● Excerpted passage:
9. Model Selection & Evaluation

Model selection involves choosing the best regression specification from competing models. Multiple criteria should be evaluated together.

9.1 Criteria for Model Selection

Economic Theory: Model should make economic sense; coefficients should have expected signs and magnitudes
Adjusted R²: Higher adjusted R² indicates better fit while penalizing excessive variables
Standard Error of Estimate (SEE): Lower SEE indicates better predictive accuracy
Significance of Coefficients: More significant coefficients (low p-values) preferred
Parsimony: Simpler models preferred over complex models with similar explanatory power (Occam's Razor)

9.2 Information Criteria

Akaike Information Criterion (AIC): AIC = n × ln(SSE/n) + 2(k + 1)

Schwarz Bayesian Criterion (SBC or BIC): SBC = n × ln(SSE/n) + ln(n) × (k + 1)

Selection Rule: Choose model with lowest AIC or SBC
Penalty: Both criteria penalize model complexity; SBC penalizes more heavily than AIC
Use: Compare non-nested models (models with different independent variables)

9.3 Out-of-Sample Validation

Split Sample: Estimate model on one portion of data (training set); test predictive accuracy on another portion (test set)
Cross-Validation: Systematically test model on different data subsets
Rolling Windows: In time series, estimate model on historical data and test on subsequent periods

9.4 Specification Tests

RESET Test (Ramsey): Tests for functional form misspecification by adding powers of fitted values
Likelihood Ratio Test: Compares nested models (one model is subset of another)
Nested Models: Use F-test or likelihood ratio test; Non-nested Models: Use AIC or SBC

10. Indicator (Dummy) Variables

Dummy variables (indicator variables) represent qualitative or categorical information in regression models. They take values of 0 or 1.

10.1 Binary Dummy Variables

Structure: Variable takes value 1 if condition is true, 0 otherwise.

Example: Gender dummy: Male = 1, Female = 0

Model with One Dummy: Y = b₀ + b₁X₁ + b₂D + ε

D: Dummy variable (0 or 1)
Interpretation of b₂: Difference in intercept when D = 1 versus D = 0, holding other variables constant
Two Groups: Intercept for D = 0 is b₀; Intercept for D = 1 is b₀ + b₂

Example Application: Company performance dummy (Profit = 1, Loss = 0) in stock return regression. Coefficient shows average return difference between profitable and unprofitable firms.

Raw records
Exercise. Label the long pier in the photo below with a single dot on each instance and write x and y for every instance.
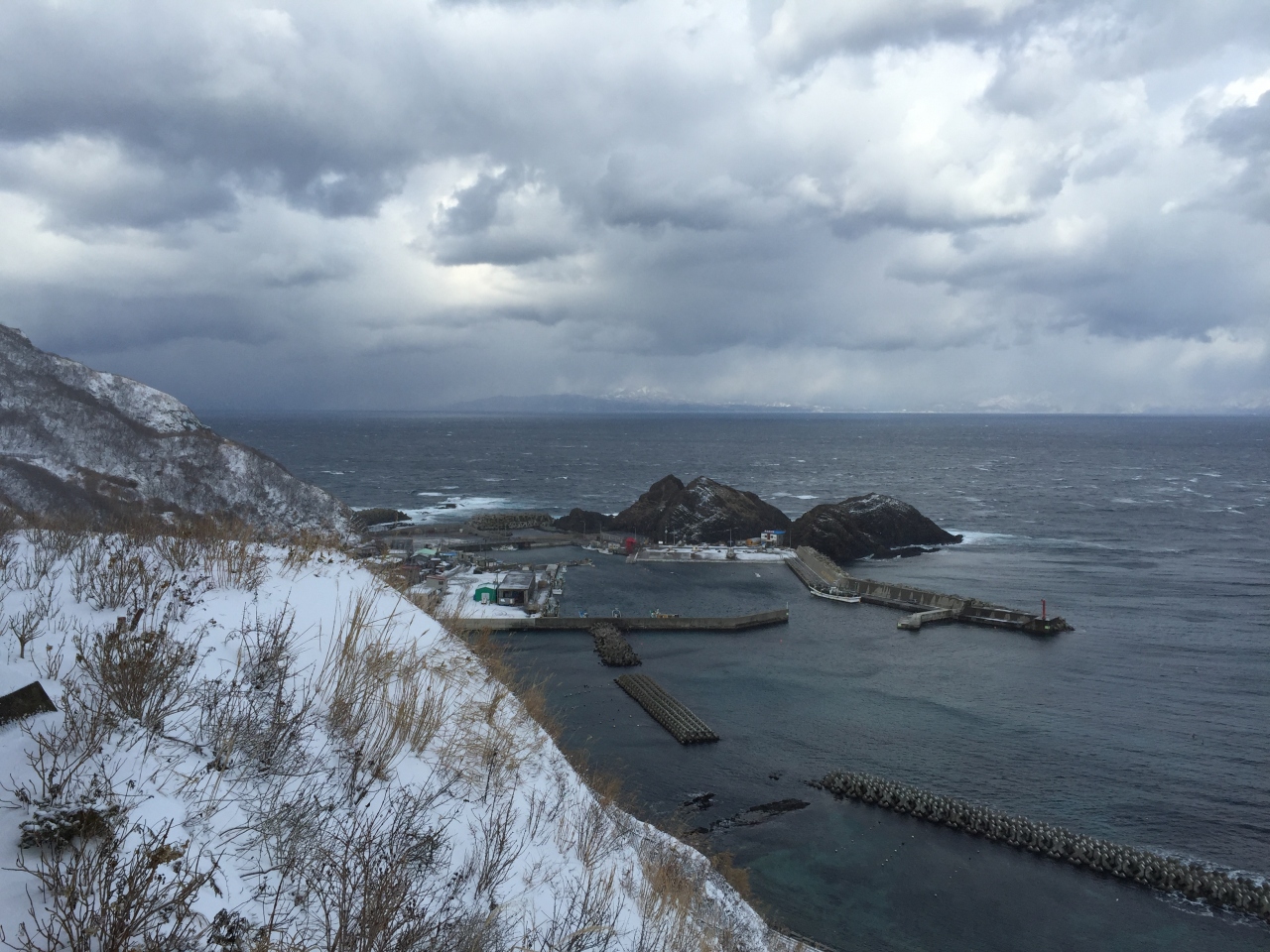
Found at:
(1147, 869)
(680, 721)
(928, 607)
(731, 622)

● Direction A:
In the regression passage, which information criterion penalizes model complexity more heavily?
● Direction B:
Put each line of the listing into a JSON list of strings, one string per line, omitting blank lines and leaving the pictures out.
The regression passage and the listing were taken from separate, unrelated sources.

● Worked answer A:
The Schwarz Bayesian Criterion (SBC) penalizes model complexity more heavily than AIC.

● Worked answer B:
[
  "Exercise. Label the long pier in the photo below with a single dot on each instance and write x and y for every instance.",
  "Found at:",
  "(1147, 869)",
  "(680, 721)",
  "(928, 607)",
  "(731, 622)"
]